### Raw records
[BEGIN]

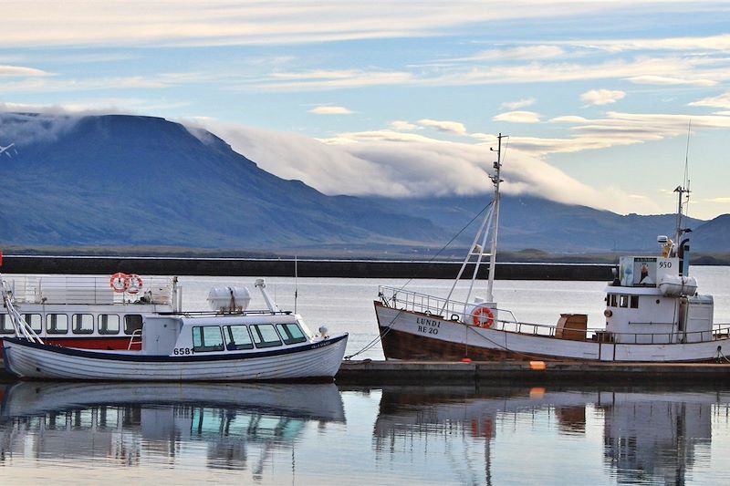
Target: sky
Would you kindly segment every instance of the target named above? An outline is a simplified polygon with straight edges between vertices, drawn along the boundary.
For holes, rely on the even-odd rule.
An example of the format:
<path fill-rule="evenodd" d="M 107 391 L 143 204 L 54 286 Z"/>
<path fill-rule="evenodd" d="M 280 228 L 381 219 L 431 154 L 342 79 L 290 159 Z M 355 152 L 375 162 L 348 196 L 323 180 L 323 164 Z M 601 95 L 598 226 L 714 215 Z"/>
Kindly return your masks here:
<path fill-rule="evenodd" d="M 0 111 L 204 128 L 327 194 L 730 212 L 730 2 L 0 2 Z M 22 140 L 0 124 L 0 145 Z"/>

[END]

Copy the records above word for word, without the picture.

### Complete output
Target: sky
Would you kindly segment every instance of the target named above? An outline is a simplified polygon with straight edges between vertices, drawn along the boundary.
For holes, rely on the even-odd rule.
An example of the format:
<path fill-rule="evenodd" d="M 107 391 L 143 204 L 54 286 Z"/>
<path fill-rule="evenodd" d="M 280 228 L 381 219 L 431 154 L 342 79 L 290 159 Z M 355 152 L 375 162 L 348 196 L 323 180 L 323 164 Z M 601 95 L 598 226 L 714 215 Z"/>
Kindly return your masks here:
<path fill-rule="evenodd" d="M 0 111 L 204 128 L 327 194 L 730 212 L 730 2 L 0 2 Z M 22 140 L 0 124 L 0 145 Z"/>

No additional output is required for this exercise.